▶ Problem A
Extract the passage of the Sailor's Grave post from "We stopped there" to "the Coromandel peninsula.", copying it word for word.
▶ Problem B
In the Sailor's Grave post, what object was picked up off the sand and handed to Teddy?
─── Extract provided
Sailor’s Grave River Noses

rolling as kalou river nose

I think of these noses as river noses, though I’m not sure if the water flowing out to the beach at Sailor’s Grave is a river? Is it? It must be, it’s very river-esque.

We stopped there on the way back from Driving Creek about a month ago, on a lazy high summer Sunday. We had new friend Teddy on board Lloyd the van, the three of us riding up front, sparing Teddy’s legs and eyes from cycling through the “boring” (local attitude) NZ farming landscape south of the Coromandel peninsula. 

Laurie, in full visitor guide mode, pulled into Sailor’s Grave along the East Coast of the Coromandel: a potential place for a swim. The beach there, wild and beautiful, massive waves, I was like nope. I can swim but not in waves bigger than myself. Teddy, though a lake surfer back in Michigan, looked a little concerned too. I picked up a sea urchin shell off the sand and handed it to him. A souvenir, I said, which is stupidly fragile and difficult to not break while cycling around New Zealand and this is day two of your whole trip.
──────
─── Data lines
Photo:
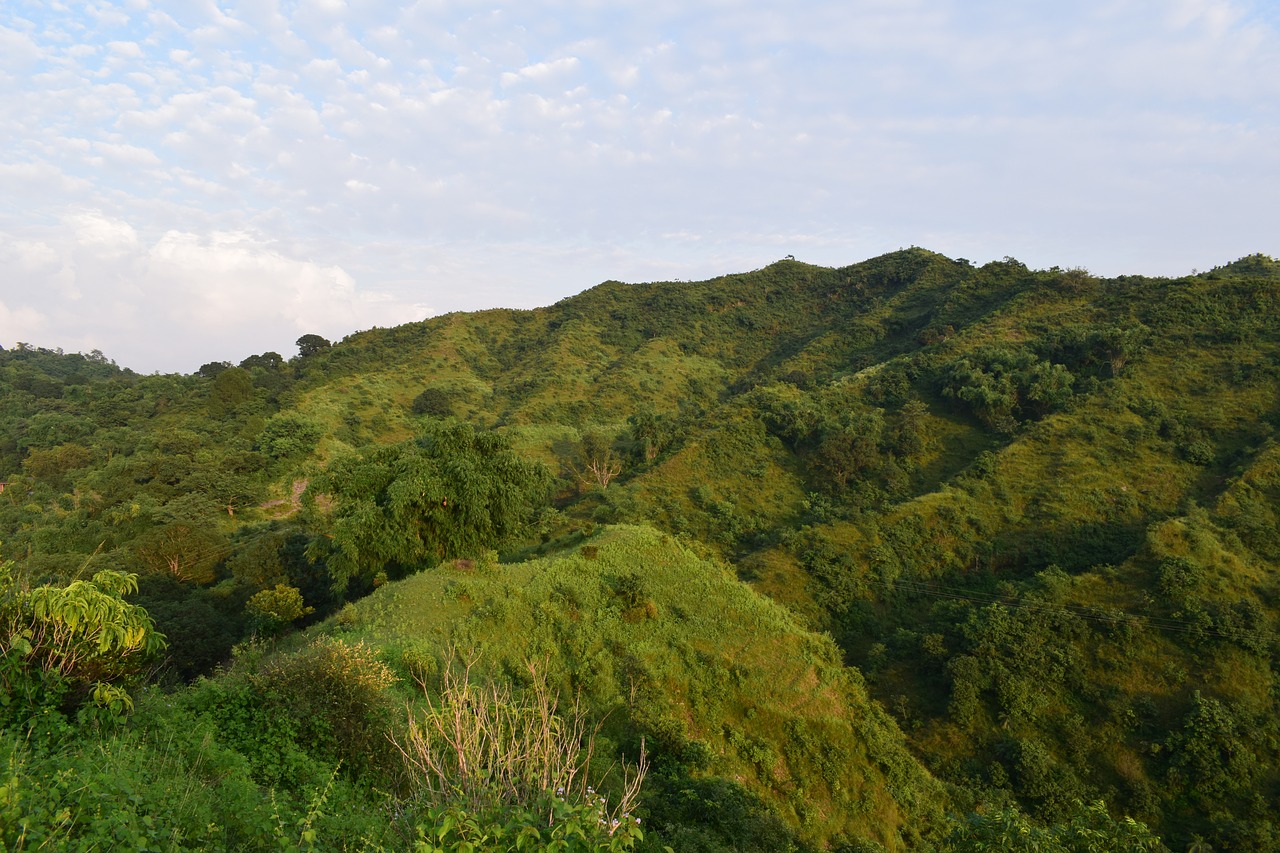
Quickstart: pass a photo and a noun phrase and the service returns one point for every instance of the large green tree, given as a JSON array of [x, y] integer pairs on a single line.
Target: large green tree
[[453, 492]]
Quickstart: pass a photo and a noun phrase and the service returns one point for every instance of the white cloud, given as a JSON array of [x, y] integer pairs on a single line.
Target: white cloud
[[548, 145]]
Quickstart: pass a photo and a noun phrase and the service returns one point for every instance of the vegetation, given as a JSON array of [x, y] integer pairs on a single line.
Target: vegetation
[[905, 555]]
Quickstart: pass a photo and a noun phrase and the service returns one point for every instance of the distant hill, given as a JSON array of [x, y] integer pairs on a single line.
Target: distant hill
[[1036, 511]]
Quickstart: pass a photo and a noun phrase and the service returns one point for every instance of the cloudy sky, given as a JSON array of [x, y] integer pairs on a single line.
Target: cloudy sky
[[192, 181]]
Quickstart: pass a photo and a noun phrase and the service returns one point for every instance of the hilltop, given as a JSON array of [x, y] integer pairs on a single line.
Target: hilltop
[[1018, 529]]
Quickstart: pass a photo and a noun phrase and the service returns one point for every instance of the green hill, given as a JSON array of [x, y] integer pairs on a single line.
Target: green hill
[[1034, 510]]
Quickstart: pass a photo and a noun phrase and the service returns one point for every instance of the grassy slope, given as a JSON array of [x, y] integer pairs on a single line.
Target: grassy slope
[[695, 657]]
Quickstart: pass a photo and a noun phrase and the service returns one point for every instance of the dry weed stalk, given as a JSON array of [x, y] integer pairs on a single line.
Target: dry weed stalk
[[483, 747]]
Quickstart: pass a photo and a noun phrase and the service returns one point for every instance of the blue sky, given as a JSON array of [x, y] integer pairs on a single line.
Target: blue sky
[[205, 179]]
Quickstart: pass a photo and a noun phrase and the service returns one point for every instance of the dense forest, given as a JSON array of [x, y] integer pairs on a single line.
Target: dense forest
[[905, 555]]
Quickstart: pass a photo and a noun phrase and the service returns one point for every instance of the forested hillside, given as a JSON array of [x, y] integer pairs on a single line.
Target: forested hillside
[[904, 555]]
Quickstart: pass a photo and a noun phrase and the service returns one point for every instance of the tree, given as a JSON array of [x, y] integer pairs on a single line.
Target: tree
[[599, 464], [455, 492], [269, 360], [232, 387], [309, 345], [186, 550], [435, 402], [288, 434], [649, 430], [272, 610], [76, 639]]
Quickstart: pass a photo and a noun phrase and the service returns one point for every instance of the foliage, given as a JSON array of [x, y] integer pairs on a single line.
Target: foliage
[[481, 751], [453, 492], [81, 639], [1036, 511], [1092, 829]]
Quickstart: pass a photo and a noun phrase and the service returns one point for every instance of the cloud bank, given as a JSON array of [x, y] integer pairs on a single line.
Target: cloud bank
[[187, 182]]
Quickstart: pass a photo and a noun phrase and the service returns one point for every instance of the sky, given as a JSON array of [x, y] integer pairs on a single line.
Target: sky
[[208, 179]]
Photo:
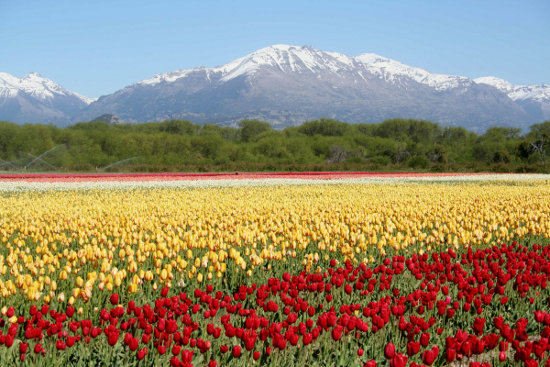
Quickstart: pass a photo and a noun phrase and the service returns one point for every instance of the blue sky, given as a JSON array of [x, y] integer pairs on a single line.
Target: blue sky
[[97, 47]]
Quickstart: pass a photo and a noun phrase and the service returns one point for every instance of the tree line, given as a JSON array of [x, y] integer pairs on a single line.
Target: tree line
[[324, 144]]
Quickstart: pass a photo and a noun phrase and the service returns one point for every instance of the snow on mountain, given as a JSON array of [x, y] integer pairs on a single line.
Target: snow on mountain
[[536, 92], [36, 86], [287, 85], [286, 58], [36, 99]]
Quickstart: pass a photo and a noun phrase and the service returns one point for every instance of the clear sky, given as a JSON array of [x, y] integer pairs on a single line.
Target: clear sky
[[97, 47]]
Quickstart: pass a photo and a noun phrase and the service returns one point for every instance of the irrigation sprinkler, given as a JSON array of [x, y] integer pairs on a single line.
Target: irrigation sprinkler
[[122, 161]]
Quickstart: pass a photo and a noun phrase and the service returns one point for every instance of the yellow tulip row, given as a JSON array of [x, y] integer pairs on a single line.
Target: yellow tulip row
[[80, 243]]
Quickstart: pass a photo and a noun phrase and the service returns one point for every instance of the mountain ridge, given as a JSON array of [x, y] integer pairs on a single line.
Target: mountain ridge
[[287, 85]]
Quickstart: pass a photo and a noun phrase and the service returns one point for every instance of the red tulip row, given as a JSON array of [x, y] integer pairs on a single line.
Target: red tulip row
[[423, 310]]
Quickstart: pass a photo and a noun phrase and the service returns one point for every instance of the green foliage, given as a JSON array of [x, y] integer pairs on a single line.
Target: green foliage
[[325, 144]]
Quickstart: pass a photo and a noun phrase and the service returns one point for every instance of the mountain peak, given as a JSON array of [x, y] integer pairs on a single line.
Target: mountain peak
[[536, 92]]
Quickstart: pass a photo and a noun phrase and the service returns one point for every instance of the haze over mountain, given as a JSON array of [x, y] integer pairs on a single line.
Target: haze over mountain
[[287, 85]]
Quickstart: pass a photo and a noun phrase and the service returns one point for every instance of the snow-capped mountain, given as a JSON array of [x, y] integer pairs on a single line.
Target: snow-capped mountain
[[535, 99], [287, 85], [36, 99]]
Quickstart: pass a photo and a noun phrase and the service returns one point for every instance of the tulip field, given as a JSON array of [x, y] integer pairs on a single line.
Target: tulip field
[[252, 270]]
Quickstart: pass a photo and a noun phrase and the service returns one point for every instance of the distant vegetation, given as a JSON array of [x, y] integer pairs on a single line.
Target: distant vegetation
[[396, 144]]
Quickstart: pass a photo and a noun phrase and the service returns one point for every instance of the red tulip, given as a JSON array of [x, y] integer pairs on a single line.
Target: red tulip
[[389, 351], [142, 353], [114, 299], [236, 352]]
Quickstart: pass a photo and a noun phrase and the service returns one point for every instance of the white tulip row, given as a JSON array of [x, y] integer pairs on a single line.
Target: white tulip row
[[15, 186]]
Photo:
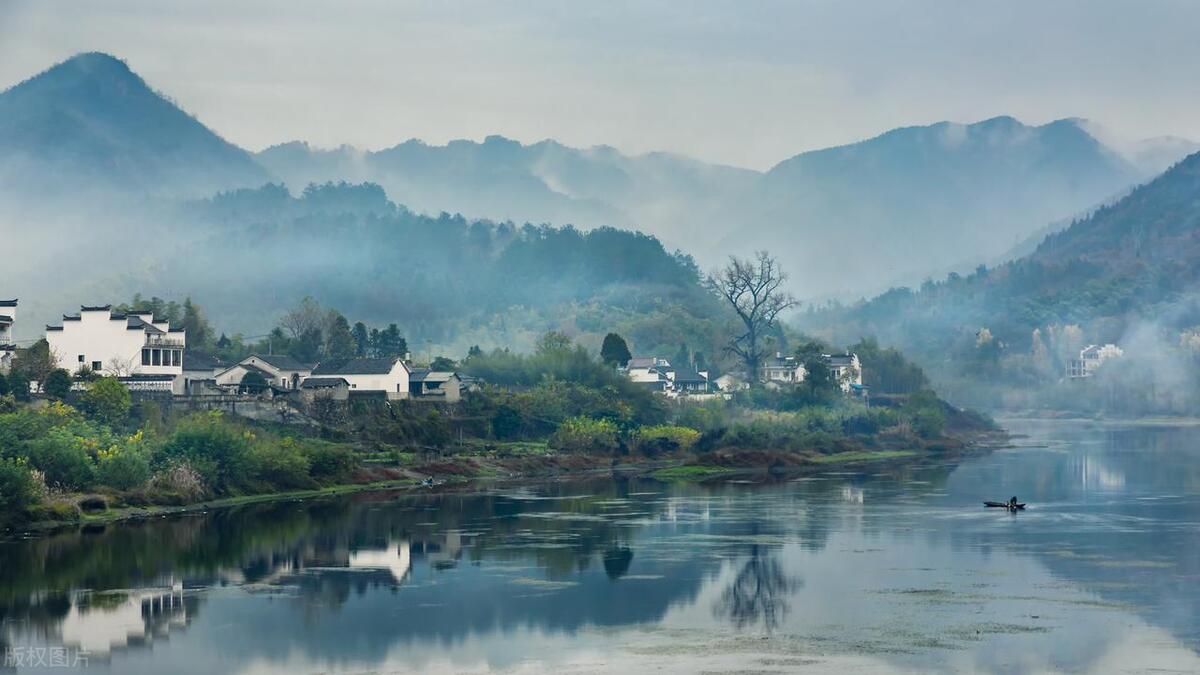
──────
▶ Exercise output A
We stopped there on the way back from Driving Creek about a month ago, on a lazy high summer Sunday. We had new friend Teddy on board Lloyd the van, the three of us riding up front, sparing Teddy’s legs and eyes from cycling through the “boring” (local attitude) NZ farming landscape south of the Coromandel peninsula.

▶ Exercise output B
A sea urchin shell.